Fetch

Fetch raw HTML from URLs through a scraping-proxy provider (ScrapeOps, ScraperAPI, ScrapingBee, Zyte). Distinct from `scrape`.

marmot fetch <url> [<url> …] [flags…]

fetch is the proxy-aggregator verb. Given a URL, it issues the request through an unblock/proxy service and returns the raw HTML the target served. It is distinct from scrape (which returns clean markdown from a content-extraction provider): fetch puts you closer to the wire, with toggles for JS rendering, country targeting, and residential proxies, then optionally formats the result via --format markdown | text | next.

When to use fetch vs. scrape

  • fetch when you want raw HTML, when the page is bot-protected, or when you need to control geo / device / JS rendering. Providers: scrapeops, scraperapi, scrapingbee, zyte.
  • scrape when you want clean markdown extracted by a content-aware provider. Providers: exa, firecrawl, parallel, tavily.

Providers

scrapeops, scraperapi, scrapingbee, zyte.

ProviderAuthStrengths
ScrapeOpsSCRAPEOPS_API_KEY (query param)Aggregates 30+ proxy backends; 1,000 free credits/month at signup
ScraperAPISCRAPERAPI_API_KEY (query param)Strong JS rendering via real Chromium; 5,000 free credits/month
ScrapingBeeSCRAPINGBEE_API_KEY (query param)Residential proxies; defaults to render_js=true (marmot opts out by default)
ZyteZYTE_API_KEY (HTTP Basic)POST-based with surfacing of target HTTP status; AI-extraction features available

Flags

FlagDescription
--provider <slug>One of the four. Falls back to defaults.fetch.provider.
--api-key <key>Override the env var for this call.
--format <html|markdown|text|next>Output format. Default html (raw). markdown runs through turndown. text strips tags and script/style. next extracts __NEXT_DATA__ JSON from Next.js Pages Router pages into pages[].nextData.
--render-jsRun a headless browser to execute JavaScript before returning HTML. Slower; more credits.
--country <code>ISO-2 country code for geo-targeting the upstream proxy (us, gb, de, …).
--premiumUse residential / premium-tier proxies. Provider-specific cost multiplier. Zyte ignores this (single tier).
--wait <ms>Milliseconds to wait after page load. Only meaningful with --render-js.
--device <desktop|mobile>User-agent / viewport hint.
--rawEmit the provider's native response under raw.
--no-cacheBypass the response cache for this call.
--refreshSkip cache read but write the fresh response.

Information supplied
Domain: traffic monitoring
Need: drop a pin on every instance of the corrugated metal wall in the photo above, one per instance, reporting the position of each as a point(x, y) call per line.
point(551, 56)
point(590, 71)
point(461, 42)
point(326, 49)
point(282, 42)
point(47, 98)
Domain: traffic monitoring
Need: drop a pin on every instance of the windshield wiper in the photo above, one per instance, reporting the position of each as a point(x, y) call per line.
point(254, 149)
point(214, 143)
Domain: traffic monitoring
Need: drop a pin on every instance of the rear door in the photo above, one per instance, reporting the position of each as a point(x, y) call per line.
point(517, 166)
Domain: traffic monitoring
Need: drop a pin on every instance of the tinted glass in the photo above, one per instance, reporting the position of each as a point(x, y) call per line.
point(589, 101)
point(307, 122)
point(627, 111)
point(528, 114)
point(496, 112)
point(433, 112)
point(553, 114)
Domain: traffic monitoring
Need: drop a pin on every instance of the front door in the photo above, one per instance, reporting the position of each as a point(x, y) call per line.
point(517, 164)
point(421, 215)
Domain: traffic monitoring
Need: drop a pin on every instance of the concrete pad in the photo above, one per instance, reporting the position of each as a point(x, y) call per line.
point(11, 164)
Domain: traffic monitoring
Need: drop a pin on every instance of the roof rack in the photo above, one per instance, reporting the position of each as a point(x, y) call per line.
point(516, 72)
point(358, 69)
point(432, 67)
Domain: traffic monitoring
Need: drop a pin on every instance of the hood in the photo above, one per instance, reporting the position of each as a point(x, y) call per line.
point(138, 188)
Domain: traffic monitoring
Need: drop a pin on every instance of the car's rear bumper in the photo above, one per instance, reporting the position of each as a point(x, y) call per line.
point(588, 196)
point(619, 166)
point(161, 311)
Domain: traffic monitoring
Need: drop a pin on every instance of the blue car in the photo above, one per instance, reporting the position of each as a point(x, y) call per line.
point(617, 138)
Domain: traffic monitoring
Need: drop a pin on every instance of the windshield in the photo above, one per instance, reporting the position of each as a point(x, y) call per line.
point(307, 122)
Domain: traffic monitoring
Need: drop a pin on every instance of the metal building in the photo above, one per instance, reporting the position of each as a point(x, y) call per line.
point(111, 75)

Direction 1
In the fetch documentation, which flag is only meaningful with --render-js?
Direction 2
Please resume the fetch documentation from where it stops.

Written reply 1
The --wait flag, which sets milliseconds to wait after page load.

Written reply 2
--retries <n>Retry retryable provider errors up to N times. Default 0, max 10.
--timeout <seconds>Per-attempt request timeout. Default 120.

Output shape

{
  "ok": true,
  "provider": "scrapeops",
  "verb": "fetch",
  "cached": false,
  "data": {
    "pages": [
      {
        "url": "https://example.com",
        "status": 200,
        "content": "<!doctype html>…",
        "format": "html",
        "title": "Example Domain",
        "bytes": 528
      }
    ],
    "failed": []
  }
}

Per-URL failures (auth, 4xx, 5xx) land in data.failed[] — they don't throw the whole call. Use --retries to retry transient ones.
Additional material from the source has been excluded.